▶ Requirements:
1. Translate this sentence from the text on Czechoslovakia at the 1976 Summer Olympics into Spanish: "Czechoslovakia competed at the 1976 Summer Olympics in Montreal, Quebec, Canada."
2. Answer these questions using the text on Czechoslovakia at the 1976 Summer Olympics:
(a) Who carried the flag?
(b) In how many events did the competitors take part?
(c) In which sport and event did Josef Panáček win gold?
3. Copy the text on Czechoslovakia at the 1976 Summer Olympics from "- 1920; 1924;" to "in 16 sports.", substituting "Montréal" for "Montreal".

▶ Extracted text:
▼

- IOC code: TCH
- NOC: Czechoslovak Olympic Committee

in Montreal
- Competitors: 163 (125 men and 38 women) in 16 sports
- Flag bearer: Ludvík Daněk
- Medals Ranked 17th: Gold 2 Silver 2 Bronze 4 Total 8

Summer Olympics appearances (overview)
- 1920; 1924; 1928; 1932; 1936; 1948; 1952; 1956; 1960; 1964; 1968; 1972; 1976; 1980; 1984; 1988; 1992;

Other related appearances
- Bohemia (1900–1912) Czech Republic (1994–pres.) Slovakia (1994–pres.)

= Czechoslovakia at the 1976 Summer Olympics =

Czechoslovakia competed at the 1976 Summer Olympics in Montreal, Quebec, Canada. 163 competitors, 125 men and 38 women, took part in 79 events in 16 sports.

==Medalists==

| Medal | Name | Sport | Event |
|---|---|---|---|
| Gold | Anton Tkáč | Cycling | Men's sprint |
| Gold | Josef Panáček | Shooting | Mixed skeet |
| Silver | Jiří Adam Jan Bártů Bohumil Starnovský | Modern pentathlon | Men's team |
| Silver | Vítězslav Mácha | Wrestling | Men's Greco-Roman 74 kg |
| Bronze | Helena Fibingerová | Athletics | Women's shot put |
| Bronze | Jan Bártů | Modern pentathlon | Men's individual |
| Bronze | Jaroslav Hellebrand Vladek Lacina Zdeněk Pecka Václav Vochoska | Rowing | Men's quadruple sculls |
| Bronze | Oldřich Svojanovský Pavel Svojanovský Ludvík Vébr | Rowing | Men's coxed pair |

==Athletics==

Men's Discus Throw
- Ludvík Daněk
  - Qualification — 60.44m
  - Final — 61.28m (→ 9th place)

▲

Dataset records on where objects are located:

▼

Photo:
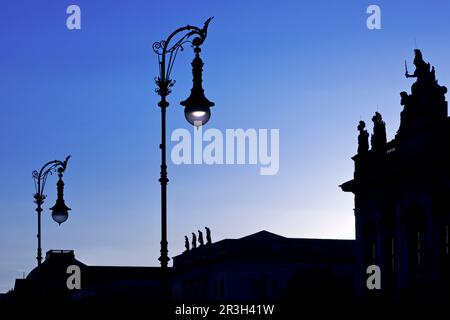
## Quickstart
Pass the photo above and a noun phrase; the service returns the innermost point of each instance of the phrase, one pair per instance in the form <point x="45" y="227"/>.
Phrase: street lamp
<point x="60" y="212"/>
<point x="197" y="106"/>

▲

▶ The solutions:
1. Checoslovaquia compitió en los Juegos Olímpicos de Verano de 1976 en Montreal, Quebec, Canadá.

2.
(a) Ludvík Daněk
(b) 79 events
(c) Shooting, mixed skeet

3.
- 1920; 1924; 1928; 1932; 1936; 1948; 1952; 1956; 1960; 1964; 1968; 1972; 1976; 1980; 1984; 1988; 1992;

Other related appearances
- Bohemia (1900–1912) Czech Republic (1994–pres.) Slovakia (1994–pres.)

= Czechoslovakia at the 1976 Summer Olympics =

Czechoslovakia competed at the 1976 Summer Olympics in Montréal, Quebec, Canada. 163 competitors, 125 men and 38 women, took part in 79 events in 16 sports.